## [Source excerpt]
— START —

Digital Twin – exploring the basics

The concept of digital twins is not new, but rather built on ideas that have been explored for the last couple of decades. The technology (compute power, data management & analytics, etc..) and thinking (increasing regulatory and community acceptance of digital approaches to science) have finally hit an inflection point that makes in silico modeling attainable in a cost effective manner.

What this now unlocks is a new opportunity set in the form of machine accessible data, as well as integration of the data sets / ontologies across the target systems / interactions. The need to get to a standardized mechanism to make these data available is tied to the FAIR Data work, and an important dimension to Digital Twin.

Digital twins vs. simulations
Although simulations and digital twins both utilize digital models to replicate a system’s various processes, a digital twin is actually a virtual environment, which makes it considerably richer for study. The difference between digital twin and simulation is largely a matter of scale: While a simulation typically studies one particular process, a digital twin can itself run any number of useful simulations in order to study multiple processes.

— END —

## [Stored rows]

— START —

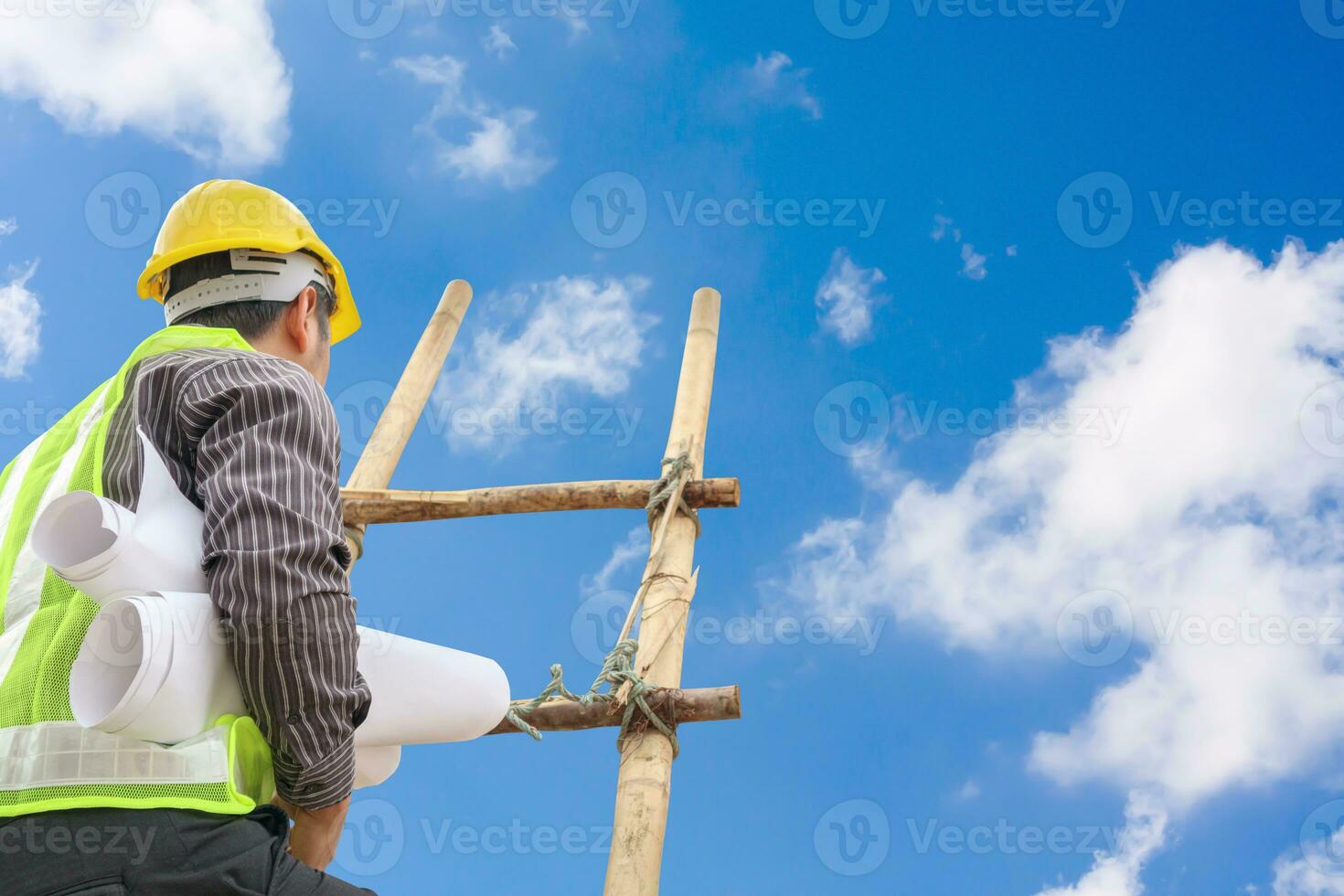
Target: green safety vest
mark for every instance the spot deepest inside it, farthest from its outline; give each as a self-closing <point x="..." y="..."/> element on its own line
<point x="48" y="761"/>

— END —
— START —

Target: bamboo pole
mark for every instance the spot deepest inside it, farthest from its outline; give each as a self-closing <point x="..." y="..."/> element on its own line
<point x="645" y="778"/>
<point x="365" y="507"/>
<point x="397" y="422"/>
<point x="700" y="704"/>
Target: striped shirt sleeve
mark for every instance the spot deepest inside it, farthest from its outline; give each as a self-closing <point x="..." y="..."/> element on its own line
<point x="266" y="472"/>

— END —

## [Written problem A]
In the digital twin text, what is the difference between a digital twin and a simulation largely a matter of?
## [Written problem B]
Say whether each statement agrees with the digital twin text, answering yes or no and quoting the deciding words. (i) The concept of digital twins is a new one. (ii) A simulation typically studies one particular process. (iii) A digital twin is a virtual environment.
## [Written problem C]
From the digital twin text, copy out the passage that begins at the words "The concept of" and stops after "cost effective manner.".

## [Expected answer A]
Scale.

## [Expected answer B]
(i) No: "The concept of digital twins is not new"
(ii) Yes: "a simulation typically studies one particular process"
(iii) Yes: "a digital twin is actually a virtual environment"

## [Expected answer C]
The concept of digital twins is not new, but rather built on ideas that have been explored for the last couple of decades. The technology (compute power, data management & analytics, etc..) and thinking (increasing regulatory and community acceptance of digital approaches to science) have finally hit an inflection point that makes in silico modeling attainable in a cost effective manner.